Task directions
Repeat all the data word for word.

Dataset excerpts:
= = = =

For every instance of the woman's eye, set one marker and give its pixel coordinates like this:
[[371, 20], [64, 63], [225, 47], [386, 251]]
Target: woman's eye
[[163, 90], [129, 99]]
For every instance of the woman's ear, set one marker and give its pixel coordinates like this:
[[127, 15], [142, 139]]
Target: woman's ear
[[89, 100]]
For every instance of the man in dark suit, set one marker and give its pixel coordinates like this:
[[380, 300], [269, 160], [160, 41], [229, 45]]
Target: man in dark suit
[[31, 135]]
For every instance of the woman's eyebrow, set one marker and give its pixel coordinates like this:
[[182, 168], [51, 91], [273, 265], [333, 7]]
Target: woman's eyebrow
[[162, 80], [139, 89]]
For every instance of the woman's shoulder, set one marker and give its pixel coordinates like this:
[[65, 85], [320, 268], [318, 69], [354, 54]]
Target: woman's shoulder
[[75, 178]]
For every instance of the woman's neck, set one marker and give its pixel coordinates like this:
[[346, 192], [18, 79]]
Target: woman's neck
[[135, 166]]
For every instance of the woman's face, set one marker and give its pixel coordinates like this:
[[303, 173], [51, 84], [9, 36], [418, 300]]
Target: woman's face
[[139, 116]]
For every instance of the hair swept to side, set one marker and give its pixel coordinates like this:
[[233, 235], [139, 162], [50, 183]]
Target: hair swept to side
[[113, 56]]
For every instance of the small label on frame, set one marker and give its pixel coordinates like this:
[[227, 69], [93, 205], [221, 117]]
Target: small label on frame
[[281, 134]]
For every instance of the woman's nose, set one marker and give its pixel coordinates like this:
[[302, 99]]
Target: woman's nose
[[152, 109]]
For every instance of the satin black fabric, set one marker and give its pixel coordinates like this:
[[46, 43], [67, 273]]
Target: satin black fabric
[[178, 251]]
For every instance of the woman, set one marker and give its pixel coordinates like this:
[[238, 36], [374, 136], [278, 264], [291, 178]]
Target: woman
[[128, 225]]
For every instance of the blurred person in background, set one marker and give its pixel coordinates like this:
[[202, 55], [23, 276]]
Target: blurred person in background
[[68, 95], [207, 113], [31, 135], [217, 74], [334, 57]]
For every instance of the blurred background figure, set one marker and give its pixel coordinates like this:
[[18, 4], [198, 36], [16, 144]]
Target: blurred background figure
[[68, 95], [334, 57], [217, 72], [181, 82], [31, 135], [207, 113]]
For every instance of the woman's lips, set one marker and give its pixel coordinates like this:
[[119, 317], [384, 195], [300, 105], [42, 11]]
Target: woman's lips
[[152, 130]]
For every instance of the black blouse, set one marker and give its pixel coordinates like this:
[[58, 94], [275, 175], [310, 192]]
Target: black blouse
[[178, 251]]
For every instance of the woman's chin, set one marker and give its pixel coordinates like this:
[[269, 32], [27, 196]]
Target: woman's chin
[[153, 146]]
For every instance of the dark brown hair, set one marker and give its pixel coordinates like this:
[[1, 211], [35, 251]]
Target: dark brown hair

= = = =

Exercise answer
For every instance of the woman's eye, set one marker and give its pixel coordinates like this:
[[371, 20], [64, 63], [225, 47], [386, 251]]
Target: woman's eye
[[163, 90], [129, 99]]
For every instance of the woman's ear, set one marker and give its pixel coordinates like this:
[[127, 15], [142, 139]]
Target: woman's ear
[[89, 100]]
For every instance of the man in dark suit, set one marker and give its pixel coordinates like this:
[[380, 300], [269, 160], [160, 41], [229, 45]]
Target: man in dark suit
[[31, 135]]
For every instance of the woman's eyebrow, set one marker and give its pixel coordinates like this:
[[182, 168], [51, 91], [273, 265], [333, 7]]
Target: woman's eyebrow
[[162, 80], [139, 89]]
For every instance of the woman's shoulder, set one marker and give its pixel coordinates like this:
[[65, 85], [320, 268], [318, 69], [354, 54]]
Target: woman's shoulder
[[75, 178]]
For every instance of the woman's neck, set one marker and give its pixel coordinates like this:
[[346, 192], [18, 79]]
Target: woman's neck
[[135, 166]]
For every instance of the woman's face, set one marker and give its pixel coordinates like this:
[[303, 173], [51, 84], [9, 36], [418, 300]]
Target: woman's face
[[139, 116]]
For every instance of the hair swept to side, set one marker and give its pixel coordinates like this:
[[233, 235], [139, 162], [50, 183]]
Target: hair swept to side
[[113, 56]]
For every instance of the small label on frame, set one marker and give its pixel coordinates like this:
[[227, 69], [93, 205], [221, 117]]
Target: small label on frame
[[281, 134]]
For every instance of the woman's nose, set one marker and give its pixel coordinates like this:
[[302, 99]]
Target: woman's nose
[[152, 109]]
For every instance of the satin black fabric, set one marker and give its pixel coordinates like this:
[[46, 43], [67, 273]]
Target: satin black fabric
[[178, 251]]
For every instance of the woman, set one marker and give its pixel coordinates like this:
[[238, 36], [374, 136], [278, 264], [291, 178]]
Target: woman
[[128, 225]]
For every instance of the blurred person in background, set one marker and give its pixel coordinates like this:
[[202, 55], [23, 276]]
Target: blurred person in background
[[68, 95], [207, 113], [31, 135], [217, 74], [334, 57]]
For every instance of the blurred background figure, set one marker and give its pixel coordinates like this:
[[18, 4], [198, 36], [16, 144]]
Target: blurred background figure
[[68, 95], [334, 57], [217, 72], [181, 82], [31, 135], [207, 113]]
For every instance of the woman's lips, set one marker and give its pixel coordinates like this:
[[119, 317], [384, 195], [300, 105], [42, 11]]
Target: woman's lips
[[152, 130]]
For every instance of the black blouse, set one marker and give its pixel coordinates like this:
[[58, 94], [275, 175], [310, 192]]
Target: black blouse
[[178, 251]]
For every instance of the woman's chin, set one marker and give its pixel coordinates like this:
[[269, 32], [27, 196]]
Target: woman's chin
[[153, 146]]
For every instance of the dark brown hair, set one marker and give its pixel coordinates like this:
[[1, 211], [35, 251]]
Target: dark brown hair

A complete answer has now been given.